* SOURCE PASSAGE *
The Andromeda galaxy is a beautiful spiral galaxy like the Milky Way but nearly twice as large and possessing far more stars, up to 1 trillion! You can see the galaxy without optical aid on a dark, moonless night. It looks like a little, oval-shaped smudge of light not far from the familiar W of Cassiopeia. But if its gaseous halo could be viewed with the naked eye, it would be about three times the width of the Big Dipper and easily the biggest thing in the nighttime sky.
Although the illustration makes the halo look substantial it's made of extremely rarified gas that emits very little light. To map the halo's extent and structure astronomers used the light of 43 quasars — very distant, brilliant cores of active galaxies powered by black holes — located far beyond Andromeda. Looking through the halo at the quasars' light, the team observed how the light is absorbed by the gas and how the amount of absorption changes from place to place. Imagine someone swinging a flashlight beam in your direction through a cloud of smoke rising from a fire. As you followed the light with your eye you'd be able to make out the texture and thickness of the smoke.
Using quasars as flashlights astronomers detected the signature of ionized gas from carbon, silicon and oxygen in the ultraviolet (UV) light emitted by the quasars. An atom becomes ionized when radiation strips one or more electrons from it. Because UV is absorbed by the atmosphere, Hubble was uniquely suited to make this discovery because it orbits above it.

* PROBLEMS TO SOLVE *
(a) Check each statement against the Andromeda passage and mark it yes or no, quoting the words from the passage that decide it: (i) The Andromeda galaxy may contain as many as 1 trillion stars. (ii) The 43 quasars used to map the halo lie between Earth and Andromeda. (iii) Hubble could detect the UV signature because it orbits above the atmosphere.
(b) Set down, word for word, everything in the Andromeda passage from "The Andromeda galaxy" down to "the nighttime sky.".

* DATA EXTRACT *

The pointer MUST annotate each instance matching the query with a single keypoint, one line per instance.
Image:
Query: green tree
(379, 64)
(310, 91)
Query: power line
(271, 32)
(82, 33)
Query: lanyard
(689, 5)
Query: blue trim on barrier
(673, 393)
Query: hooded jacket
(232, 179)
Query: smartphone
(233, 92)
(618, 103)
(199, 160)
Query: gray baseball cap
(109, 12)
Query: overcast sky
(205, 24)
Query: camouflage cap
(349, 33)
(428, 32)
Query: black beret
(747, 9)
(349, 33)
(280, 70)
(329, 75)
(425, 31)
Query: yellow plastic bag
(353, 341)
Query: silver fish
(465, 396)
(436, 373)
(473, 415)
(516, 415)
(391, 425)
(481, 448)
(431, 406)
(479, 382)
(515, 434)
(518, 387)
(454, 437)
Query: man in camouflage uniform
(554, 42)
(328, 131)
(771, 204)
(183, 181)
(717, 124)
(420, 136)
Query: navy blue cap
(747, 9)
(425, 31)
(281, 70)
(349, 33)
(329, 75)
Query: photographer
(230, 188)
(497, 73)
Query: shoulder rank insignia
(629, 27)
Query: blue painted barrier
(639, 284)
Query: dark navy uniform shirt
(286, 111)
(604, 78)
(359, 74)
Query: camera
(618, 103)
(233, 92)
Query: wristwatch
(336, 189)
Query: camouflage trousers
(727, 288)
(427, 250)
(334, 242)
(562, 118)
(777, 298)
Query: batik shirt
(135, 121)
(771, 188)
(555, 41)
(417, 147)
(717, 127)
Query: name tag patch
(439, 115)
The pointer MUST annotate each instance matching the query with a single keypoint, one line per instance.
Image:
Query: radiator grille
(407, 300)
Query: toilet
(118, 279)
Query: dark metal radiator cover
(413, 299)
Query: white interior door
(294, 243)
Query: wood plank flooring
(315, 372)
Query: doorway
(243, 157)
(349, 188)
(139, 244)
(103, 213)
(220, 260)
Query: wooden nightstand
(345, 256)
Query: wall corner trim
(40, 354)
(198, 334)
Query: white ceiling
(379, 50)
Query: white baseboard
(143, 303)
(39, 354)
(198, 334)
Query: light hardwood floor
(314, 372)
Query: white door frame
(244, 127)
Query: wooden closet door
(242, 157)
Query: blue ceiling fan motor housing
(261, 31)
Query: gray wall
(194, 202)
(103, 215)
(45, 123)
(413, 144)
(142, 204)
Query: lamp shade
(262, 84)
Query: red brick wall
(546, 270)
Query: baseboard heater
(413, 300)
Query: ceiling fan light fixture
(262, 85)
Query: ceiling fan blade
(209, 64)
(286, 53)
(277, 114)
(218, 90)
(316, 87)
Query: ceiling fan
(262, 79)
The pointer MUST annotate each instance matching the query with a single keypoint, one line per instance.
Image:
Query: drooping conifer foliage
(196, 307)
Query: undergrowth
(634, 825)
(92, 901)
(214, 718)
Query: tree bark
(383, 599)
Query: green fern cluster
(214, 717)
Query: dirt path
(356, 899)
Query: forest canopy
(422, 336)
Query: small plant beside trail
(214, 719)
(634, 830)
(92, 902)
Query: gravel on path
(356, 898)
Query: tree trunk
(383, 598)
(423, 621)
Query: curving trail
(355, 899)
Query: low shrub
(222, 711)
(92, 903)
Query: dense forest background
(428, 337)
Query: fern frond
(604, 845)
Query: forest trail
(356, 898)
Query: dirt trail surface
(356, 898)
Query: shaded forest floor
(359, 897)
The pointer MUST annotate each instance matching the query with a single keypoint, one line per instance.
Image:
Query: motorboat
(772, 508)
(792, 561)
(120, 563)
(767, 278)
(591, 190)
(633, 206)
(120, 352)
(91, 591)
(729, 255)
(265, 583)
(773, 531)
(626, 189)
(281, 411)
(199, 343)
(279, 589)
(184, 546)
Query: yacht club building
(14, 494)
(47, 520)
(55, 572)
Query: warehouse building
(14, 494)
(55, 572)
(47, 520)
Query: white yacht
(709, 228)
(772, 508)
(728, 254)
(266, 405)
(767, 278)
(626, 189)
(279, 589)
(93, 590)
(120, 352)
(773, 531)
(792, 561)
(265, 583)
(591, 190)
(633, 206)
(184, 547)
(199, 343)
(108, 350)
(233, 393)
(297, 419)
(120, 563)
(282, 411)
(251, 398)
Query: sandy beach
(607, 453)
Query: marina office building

* FINAL RESULTS *
(a)
(i) Yes: "possessing far more stars, up to 1 trillion!"
(ii) No: "located far beyond Andromeda"
(iii) Yes: "Because UV is absorbed by the atmosphere, Hubble was uniquely suited to make this discovery because it orbits above it."

(b)
The Andromeda galaxy is a beautiful spiral galaxy like the Milky Way but nearly twice as large and possessing far more stars, up to 1 trillion! You can see the galaxy without optical aid on a dark, moonless night. It looks like a little, oval-shaped smudge of light not far from the familiar W of Cassiopeia. But if its gaseous halo could be viewed with the naked eye, it would be about three times the width of the Big Dipper and easily the biggest thing in the nighttime sky.